### Your instructions
From the material below, extract every line that contains the string "launcher", matching case exactly.

### Record list
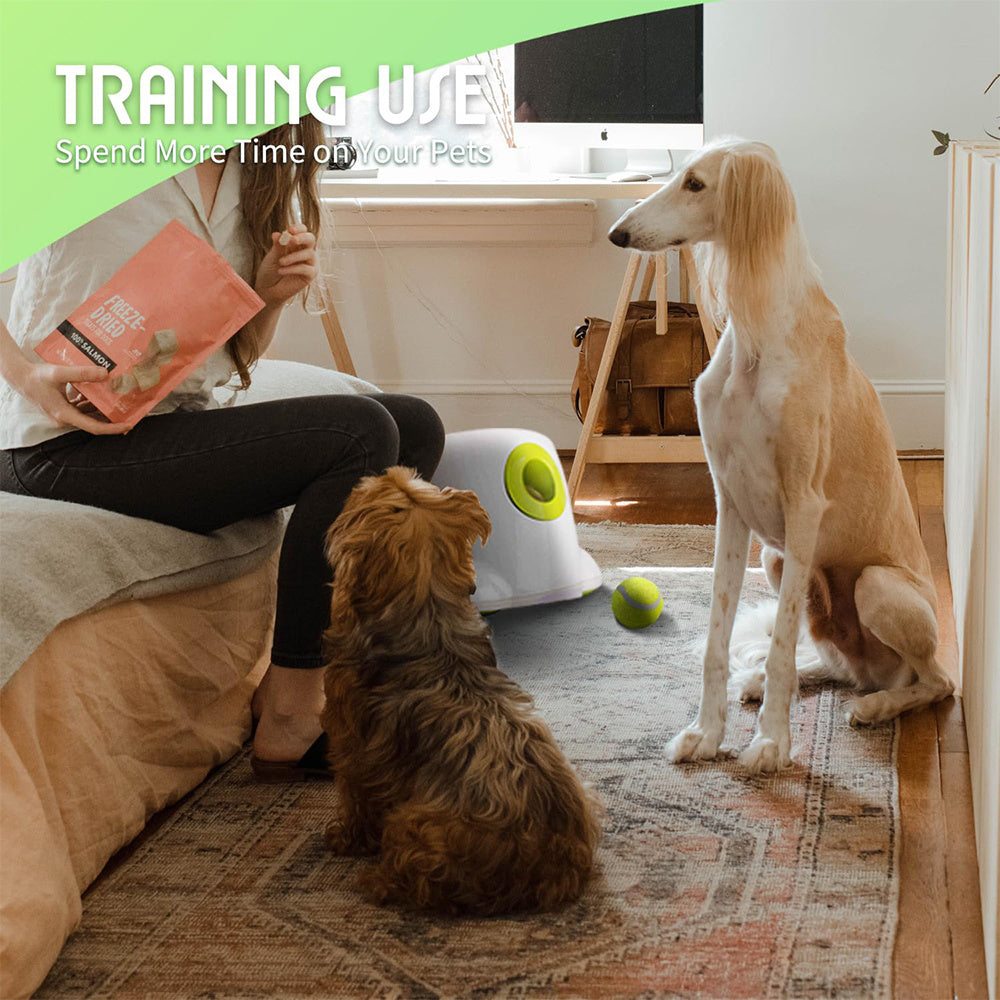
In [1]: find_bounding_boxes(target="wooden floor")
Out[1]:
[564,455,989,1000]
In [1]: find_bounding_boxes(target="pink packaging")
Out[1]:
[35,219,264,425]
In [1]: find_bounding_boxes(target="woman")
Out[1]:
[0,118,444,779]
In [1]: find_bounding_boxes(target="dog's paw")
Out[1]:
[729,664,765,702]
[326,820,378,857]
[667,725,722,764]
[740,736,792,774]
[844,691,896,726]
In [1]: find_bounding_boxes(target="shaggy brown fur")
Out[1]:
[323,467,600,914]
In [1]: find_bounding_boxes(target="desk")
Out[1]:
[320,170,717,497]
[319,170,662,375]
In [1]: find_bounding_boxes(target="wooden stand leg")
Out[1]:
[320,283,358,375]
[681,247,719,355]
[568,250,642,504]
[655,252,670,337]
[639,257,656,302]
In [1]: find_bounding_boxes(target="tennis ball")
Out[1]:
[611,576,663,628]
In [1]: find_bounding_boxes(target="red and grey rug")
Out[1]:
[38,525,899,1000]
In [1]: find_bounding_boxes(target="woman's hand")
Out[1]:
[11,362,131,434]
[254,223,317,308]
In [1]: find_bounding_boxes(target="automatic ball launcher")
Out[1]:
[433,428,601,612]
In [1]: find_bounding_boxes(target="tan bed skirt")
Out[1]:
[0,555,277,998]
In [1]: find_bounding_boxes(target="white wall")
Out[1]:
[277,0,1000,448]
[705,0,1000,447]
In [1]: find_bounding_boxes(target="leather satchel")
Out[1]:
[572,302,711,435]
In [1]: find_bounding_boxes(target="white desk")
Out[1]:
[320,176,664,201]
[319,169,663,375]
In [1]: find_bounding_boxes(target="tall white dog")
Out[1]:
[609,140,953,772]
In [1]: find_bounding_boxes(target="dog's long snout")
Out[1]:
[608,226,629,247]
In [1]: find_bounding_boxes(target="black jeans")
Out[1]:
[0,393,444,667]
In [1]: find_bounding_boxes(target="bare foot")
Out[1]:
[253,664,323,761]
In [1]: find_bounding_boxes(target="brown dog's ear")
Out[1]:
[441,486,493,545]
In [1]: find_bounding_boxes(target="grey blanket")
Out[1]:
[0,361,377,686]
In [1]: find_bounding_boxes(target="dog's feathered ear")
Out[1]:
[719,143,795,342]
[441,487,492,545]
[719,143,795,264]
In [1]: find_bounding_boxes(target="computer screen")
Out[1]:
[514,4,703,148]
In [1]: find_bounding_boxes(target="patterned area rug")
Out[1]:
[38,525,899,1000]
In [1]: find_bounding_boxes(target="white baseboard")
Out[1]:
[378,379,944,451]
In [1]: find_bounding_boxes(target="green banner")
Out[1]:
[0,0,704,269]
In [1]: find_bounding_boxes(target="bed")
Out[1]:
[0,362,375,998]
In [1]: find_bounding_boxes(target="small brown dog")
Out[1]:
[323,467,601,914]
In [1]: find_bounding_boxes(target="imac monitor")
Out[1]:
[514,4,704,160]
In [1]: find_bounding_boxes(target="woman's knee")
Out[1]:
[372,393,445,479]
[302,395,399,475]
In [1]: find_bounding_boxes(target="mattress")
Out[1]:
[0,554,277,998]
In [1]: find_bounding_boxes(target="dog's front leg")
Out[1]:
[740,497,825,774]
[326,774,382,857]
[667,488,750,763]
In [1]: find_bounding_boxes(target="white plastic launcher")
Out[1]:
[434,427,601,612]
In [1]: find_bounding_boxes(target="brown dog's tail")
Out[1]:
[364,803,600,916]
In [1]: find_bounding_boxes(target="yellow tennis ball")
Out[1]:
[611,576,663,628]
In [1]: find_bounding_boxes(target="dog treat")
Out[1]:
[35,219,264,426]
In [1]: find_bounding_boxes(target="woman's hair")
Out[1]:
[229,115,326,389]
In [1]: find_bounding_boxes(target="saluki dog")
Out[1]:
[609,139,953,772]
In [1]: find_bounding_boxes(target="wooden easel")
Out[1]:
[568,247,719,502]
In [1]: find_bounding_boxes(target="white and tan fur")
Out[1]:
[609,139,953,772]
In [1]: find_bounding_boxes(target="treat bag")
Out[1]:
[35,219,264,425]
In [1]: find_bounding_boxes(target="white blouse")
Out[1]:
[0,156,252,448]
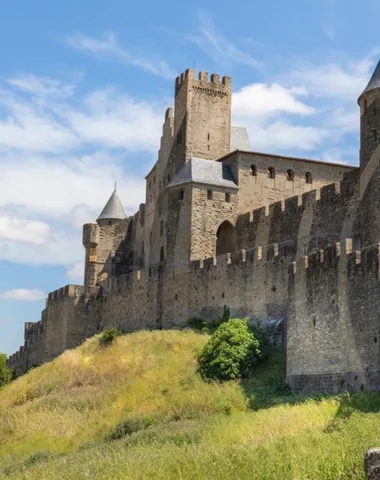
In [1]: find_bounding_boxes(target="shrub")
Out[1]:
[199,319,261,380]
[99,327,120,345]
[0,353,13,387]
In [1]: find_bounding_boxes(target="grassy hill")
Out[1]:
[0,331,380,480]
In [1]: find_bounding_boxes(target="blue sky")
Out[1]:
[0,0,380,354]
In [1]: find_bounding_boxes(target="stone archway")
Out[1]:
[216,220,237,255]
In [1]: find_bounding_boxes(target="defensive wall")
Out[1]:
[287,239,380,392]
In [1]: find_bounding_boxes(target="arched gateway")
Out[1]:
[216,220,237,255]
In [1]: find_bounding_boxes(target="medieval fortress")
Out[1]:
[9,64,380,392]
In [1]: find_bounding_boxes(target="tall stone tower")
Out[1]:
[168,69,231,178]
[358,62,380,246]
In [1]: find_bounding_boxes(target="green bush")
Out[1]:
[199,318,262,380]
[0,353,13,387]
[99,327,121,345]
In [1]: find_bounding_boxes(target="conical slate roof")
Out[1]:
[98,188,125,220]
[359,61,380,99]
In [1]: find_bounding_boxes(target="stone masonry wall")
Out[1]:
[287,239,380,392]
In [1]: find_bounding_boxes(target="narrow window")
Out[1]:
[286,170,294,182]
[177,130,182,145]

* * *

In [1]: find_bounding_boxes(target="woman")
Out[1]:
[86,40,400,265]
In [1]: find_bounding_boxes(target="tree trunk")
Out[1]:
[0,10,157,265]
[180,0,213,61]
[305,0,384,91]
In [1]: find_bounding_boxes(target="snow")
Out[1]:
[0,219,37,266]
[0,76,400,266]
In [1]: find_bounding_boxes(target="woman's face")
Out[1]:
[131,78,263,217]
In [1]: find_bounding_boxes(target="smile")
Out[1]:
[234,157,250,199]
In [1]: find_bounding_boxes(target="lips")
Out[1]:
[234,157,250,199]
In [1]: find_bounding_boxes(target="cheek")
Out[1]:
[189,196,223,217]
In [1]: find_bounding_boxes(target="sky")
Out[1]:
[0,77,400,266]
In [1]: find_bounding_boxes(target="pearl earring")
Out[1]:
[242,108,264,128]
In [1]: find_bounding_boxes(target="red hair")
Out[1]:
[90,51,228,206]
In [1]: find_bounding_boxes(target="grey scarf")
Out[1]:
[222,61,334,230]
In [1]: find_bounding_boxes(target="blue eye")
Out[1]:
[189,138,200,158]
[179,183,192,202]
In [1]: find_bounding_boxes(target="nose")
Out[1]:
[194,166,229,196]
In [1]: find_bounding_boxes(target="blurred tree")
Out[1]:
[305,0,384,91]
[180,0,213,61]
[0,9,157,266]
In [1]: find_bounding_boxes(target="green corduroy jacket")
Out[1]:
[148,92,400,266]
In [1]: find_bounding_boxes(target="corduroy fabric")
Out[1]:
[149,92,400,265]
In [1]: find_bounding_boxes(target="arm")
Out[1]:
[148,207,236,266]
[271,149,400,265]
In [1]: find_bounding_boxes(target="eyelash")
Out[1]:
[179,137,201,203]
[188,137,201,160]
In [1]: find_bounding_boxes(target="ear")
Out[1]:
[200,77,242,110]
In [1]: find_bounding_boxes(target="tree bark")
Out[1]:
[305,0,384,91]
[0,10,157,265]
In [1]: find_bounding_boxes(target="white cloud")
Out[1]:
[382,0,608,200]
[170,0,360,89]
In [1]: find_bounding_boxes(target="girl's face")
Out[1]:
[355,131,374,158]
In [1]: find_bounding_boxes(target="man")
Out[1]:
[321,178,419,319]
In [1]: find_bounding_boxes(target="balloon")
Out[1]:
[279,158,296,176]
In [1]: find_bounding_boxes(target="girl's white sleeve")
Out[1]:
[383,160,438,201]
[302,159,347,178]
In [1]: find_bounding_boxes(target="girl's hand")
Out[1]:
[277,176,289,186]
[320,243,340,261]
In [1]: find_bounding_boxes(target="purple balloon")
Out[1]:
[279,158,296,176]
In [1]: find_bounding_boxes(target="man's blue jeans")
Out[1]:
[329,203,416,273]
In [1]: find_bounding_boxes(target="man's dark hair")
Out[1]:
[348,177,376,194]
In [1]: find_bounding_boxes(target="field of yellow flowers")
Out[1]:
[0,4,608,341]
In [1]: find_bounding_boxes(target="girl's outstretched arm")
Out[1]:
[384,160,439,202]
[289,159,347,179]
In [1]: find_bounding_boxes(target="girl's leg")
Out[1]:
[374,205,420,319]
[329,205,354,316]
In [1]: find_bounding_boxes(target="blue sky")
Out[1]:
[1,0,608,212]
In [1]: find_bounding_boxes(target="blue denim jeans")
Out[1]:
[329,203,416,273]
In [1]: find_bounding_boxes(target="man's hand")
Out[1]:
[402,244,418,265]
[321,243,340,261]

### Output for this task
In [1]: find_bounding_boxes(target="automatic ball launcher")
In [1]: find_bounding_boxes(target="white plastic launcher")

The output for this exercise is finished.